___ Raw records ___
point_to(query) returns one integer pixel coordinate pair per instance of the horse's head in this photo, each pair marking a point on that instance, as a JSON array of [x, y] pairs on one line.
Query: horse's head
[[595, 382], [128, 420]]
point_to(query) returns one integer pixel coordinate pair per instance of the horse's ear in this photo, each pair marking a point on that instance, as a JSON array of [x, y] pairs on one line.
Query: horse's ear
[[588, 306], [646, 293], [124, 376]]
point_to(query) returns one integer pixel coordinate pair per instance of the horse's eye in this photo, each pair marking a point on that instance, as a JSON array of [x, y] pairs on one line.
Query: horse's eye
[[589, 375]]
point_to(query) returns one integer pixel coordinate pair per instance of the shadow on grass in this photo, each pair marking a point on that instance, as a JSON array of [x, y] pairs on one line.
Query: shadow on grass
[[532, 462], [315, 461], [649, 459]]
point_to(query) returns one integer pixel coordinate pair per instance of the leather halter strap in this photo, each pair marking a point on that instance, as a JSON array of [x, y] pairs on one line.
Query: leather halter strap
___
● **Your objective**
Copy every one of the records above word for word, keeping each line in its original order.

● **Answer below**
point_to(query) returns one integer pixel coordinate pair per instance of the horse's head in this photo, each pair marking a point on that instance, as a JSON array of [x, y] pairs on one line.
Query: horse's head
[[595, 382], [128, 420]]
point_to(query) returns one integer pixel coordinate pair per instance of the horse's ear in this photo, each pair marking a point on that instance, as a JSON array of [x, y] pairs on one line.
Query: horse's ear
[[588, 306], [646, 293], [124, 376]]
point_to(query) returns one integer pixel coordinate pair per instance of the horse's eye in this photo, each pair marking a point on that instance, as a JSON array of [x, y] pairs on one line.
Query: horse's eye
[[589, 375]]
point_to(query) returns one integer pixel coordinate pair per instance of the shadow on grass in this photo, each pair marking a point on that instance, as a JSON array of [x, y] pairs on one line.
Query: shadow on grass
[[532, 462], [315, 461], [649, 459]]
point_to(query) returns one integer pixel coordinate pair per instance of the leather halter strap in this photo, each pair marking a point on that instance, as a JSON array of [x, y] pairs on one line.
Query: leather halter strap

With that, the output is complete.